• **Task directions**
Check each line of the records below for the word "glass" and copy those where it appears.

• **Material for this exercise**
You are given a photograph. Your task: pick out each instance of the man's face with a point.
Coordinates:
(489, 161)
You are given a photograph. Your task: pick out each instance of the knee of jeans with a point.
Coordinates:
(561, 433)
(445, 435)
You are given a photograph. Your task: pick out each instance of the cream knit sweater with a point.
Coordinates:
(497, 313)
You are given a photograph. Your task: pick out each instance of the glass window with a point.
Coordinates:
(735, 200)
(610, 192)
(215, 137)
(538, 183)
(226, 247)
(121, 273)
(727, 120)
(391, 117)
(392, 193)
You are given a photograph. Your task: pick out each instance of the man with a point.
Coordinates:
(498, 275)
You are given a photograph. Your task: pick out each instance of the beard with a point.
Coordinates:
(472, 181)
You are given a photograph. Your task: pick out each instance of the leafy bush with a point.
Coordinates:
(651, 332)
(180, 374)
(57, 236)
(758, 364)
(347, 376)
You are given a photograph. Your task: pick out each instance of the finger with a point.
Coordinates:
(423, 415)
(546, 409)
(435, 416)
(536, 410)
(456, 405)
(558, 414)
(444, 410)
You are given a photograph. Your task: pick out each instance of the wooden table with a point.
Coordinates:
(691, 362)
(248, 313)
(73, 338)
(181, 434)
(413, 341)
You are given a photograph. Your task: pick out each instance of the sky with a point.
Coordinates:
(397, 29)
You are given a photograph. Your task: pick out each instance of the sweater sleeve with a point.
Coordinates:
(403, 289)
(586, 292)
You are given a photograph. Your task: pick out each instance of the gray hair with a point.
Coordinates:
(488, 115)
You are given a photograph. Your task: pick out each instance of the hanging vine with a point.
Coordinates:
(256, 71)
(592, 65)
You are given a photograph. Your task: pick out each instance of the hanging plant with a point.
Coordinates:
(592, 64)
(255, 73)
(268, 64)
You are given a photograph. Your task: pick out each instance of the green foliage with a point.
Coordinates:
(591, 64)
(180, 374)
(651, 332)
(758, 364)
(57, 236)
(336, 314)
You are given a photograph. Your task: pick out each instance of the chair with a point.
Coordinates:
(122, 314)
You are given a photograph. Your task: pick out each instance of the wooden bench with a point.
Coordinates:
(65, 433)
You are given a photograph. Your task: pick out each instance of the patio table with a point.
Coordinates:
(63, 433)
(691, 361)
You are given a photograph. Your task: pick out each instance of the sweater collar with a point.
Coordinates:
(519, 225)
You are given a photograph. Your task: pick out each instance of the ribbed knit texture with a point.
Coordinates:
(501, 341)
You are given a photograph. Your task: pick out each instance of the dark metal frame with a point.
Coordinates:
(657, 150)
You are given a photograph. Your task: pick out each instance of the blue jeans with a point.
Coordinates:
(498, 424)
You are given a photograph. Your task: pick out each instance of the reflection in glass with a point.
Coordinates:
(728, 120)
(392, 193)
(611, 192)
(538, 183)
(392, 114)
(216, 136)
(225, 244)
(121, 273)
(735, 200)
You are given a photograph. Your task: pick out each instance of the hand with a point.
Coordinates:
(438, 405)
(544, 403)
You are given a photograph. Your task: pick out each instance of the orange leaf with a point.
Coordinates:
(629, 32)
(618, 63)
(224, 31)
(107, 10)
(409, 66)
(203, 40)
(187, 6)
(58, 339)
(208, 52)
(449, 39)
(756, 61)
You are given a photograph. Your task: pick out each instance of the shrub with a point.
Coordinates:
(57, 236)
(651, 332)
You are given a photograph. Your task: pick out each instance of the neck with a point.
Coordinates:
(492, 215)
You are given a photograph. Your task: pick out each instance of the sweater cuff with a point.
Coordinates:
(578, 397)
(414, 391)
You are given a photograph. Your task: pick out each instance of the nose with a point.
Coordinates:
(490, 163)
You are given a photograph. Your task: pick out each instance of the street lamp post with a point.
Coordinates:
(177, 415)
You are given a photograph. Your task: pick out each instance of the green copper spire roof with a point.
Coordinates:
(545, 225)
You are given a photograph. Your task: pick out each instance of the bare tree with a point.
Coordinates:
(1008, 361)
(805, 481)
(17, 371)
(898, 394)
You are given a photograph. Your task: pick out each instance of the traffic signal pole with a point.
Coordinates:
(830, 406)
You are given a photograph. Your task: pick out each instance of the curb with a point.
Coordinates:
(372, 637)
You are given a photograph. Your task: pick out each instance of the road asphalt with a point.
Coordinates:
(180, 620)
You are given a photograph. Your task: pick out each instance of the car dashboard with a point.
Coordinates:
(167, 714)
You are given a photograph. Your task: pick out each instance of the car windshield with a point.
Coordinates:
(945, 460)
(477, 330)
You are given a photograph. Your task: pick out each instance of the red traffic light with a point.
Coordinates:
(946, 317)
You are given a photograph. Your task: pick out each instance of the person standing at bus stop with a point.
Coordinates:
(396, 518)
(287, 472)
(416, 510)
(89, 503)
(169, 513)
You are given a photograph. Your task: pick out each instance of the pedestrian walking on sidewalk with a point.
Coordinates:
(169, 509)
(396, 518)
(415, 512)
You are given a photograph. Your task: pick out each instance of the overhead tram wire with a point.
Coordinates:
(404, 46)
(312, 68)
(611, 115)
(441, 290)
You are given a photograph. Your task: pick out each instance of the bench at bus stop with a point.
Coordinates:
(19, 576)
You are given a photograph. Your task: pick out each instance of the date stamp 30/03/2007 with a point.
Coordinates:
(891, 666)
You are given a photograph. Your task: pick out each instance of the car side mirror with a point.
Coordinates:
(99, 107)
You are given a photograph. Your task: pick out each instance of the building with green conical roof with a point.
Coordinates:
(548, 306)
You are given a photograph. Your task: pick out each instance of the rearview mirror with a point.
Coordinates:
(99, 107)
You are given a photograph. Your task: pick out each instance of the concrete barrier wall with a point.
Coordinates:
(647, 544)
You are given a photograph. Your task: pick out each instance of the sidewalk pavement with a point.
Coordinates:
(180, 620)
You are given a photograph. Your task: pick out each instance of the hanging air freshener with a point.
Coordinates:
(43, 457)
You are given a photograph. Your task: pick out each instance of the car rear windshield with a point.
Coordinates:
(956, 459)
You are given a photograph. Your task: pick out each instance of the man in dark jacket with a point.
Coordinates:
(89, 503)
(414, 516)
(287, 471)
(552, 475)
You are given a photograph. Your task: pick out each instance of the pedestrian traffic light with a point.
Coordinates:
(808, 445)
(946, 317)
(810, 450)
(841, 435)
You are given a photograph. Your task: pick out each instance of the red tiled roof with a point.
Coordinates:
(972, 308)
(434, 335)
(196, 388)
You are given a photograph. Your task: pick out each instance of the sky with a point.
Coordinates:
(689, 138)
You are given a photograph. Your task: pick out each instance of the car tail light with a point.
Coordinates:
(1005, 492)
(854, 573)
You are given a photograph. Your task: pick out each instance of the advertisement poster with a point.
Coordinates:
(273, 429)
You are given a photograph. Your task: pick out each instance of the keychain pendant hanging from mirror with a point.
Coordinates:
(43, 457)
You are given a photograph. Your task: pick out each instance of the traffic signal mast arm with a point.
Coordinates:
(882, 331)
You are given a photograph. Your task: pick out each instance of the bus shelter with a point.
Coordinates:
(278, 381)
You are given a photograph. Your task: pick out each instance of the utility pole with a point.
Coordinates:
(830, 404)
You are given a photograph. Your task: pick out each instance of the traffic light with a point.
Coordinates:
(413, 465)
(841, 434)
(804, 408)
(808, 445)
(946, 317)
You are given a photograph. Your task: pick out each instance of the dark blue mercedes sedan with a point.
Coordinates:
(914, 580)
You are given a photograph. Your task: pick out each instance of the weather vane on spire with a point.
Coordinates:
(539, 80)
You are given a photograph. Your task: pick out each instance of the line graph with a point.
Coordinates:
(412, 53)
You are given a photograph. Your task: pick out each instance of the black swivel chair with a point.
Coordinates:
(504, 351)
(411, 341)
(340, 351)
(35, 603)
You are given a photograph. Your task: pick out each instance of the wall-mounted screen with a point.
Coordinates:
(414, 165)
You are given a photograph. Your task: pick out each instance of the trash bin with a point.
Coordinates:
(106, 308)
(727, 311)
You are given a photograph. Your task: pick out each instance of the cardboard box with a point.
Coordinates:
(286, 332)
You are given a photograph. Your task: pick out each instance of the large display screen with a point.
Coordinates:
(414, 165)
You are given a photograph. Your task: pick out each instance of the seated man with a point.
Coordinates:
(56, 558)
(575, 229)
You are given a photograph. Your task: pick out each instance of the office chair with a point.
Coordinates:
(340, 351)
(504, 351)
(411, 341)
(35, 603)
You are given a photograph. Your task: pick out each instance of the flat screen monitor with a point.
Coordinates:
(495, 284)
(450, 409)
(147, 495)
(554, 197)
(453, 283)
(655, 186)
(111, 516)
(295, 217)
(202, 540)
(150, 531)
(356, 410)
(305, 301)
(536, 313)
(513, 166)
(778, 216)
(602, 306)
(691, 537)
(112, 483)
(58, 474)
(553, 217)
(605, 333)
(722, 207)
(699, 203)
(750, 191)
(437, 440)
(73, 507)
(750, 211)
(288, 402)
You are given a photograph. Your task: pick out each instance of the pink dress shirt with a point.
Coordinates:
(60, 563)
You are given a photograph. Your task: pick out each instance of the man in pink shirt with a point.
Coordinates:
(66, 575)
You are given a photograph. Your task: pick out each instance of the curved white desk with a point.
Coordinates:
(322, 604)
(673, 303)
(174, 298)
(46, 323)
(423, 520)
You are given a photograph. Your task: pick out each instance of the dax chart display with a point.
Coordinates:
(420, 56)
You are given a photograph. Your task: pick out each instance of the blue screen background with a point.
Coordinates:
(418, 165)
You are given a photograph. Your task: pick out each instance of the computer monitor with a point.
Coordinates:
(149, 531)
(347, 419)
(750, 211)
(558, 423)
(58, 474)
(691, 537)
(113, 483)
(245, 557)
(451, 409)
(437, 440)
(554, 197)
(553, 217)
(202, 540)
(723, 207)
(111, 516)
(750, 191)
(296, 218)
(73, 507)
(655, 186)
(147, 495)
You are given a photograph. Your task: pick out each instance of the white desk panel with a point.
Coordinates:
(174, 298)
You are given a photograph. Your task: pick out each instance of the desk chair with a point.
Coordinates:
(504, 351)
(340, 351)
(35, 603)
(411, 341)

• **Solution for this problem**
You are given a photograph. Your task: pick out each instance of the glass window with a point.
You are given a photograph. Your task: pick out each instance of the reflection in glass with a point.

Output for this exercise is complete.